*Instructions for the task*: Starting at the line that contains "Task: Could you identify the white" and ending with the last of the raw records, reproduce every line, requests included. Multiply each point coordinate in the answers by 1.35 and round it to a whole number, with halves rounded up.

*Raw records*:
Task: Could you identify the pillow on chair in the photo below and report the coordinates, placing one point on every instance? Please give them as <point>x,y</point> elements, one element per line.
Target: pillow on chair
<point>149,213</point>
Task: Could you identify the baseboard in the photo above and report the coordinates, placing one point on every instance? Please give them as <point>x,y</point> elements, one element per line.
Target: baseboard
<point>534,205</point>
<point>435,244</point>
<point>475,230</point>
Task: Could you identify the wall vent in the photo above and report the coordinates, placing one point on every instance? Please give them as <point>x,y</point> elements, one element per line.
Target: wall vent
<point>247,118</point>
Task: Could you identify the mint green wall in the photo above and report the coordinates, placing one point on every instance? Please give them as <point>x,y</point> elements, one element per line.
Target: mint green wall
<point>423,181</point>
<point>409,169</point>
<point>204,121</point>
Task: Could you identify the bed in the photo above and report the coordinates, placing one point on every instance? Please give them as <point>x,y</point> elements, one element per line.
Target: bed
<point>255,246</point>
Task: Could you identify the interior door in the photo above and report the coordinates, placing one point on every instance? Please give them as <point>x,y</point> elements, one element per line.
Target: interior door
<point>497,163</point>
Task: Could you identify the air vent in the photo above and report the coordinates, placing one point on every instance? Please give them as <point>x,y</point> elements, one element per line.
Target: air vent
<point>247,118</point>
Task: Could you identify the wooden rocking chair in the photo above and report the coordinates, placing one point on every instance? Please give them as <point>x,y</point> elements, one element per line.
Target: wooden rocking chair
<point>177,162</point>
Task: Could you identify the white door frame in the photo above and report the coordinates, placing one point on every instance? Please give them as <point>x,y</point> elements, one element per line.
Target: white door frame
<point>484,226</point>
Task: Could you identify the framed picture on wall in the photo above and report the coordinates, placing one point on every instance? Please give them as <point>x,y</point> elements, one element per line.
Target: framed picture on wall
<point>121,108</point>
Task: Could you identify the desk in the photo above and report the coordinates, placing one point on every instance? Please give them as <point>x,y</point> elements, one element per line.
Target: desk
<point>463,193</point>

*Answer for the task*:
Task: Could you identify the white door frame in the photo above and report the coordinates, placing one point on every instance? Please give them as <point>x,y</point> elements, one element per line.
Target: white door frame
<point>653,305</point>
Task: Could you identify the framed picture on wall in the photo above and report the coordinates, placing one point on every instance? Please give them as <point>x,y</point> elements, one element per line.
Target: framed picture on wall
<point>163,146</point>
Task: Could you identify the desk in the photo above and report the coordinates, placing one point on every instance? Please give them as <point>x,y</point> elements, one element per line.
Target: desk
<point>625,261</point>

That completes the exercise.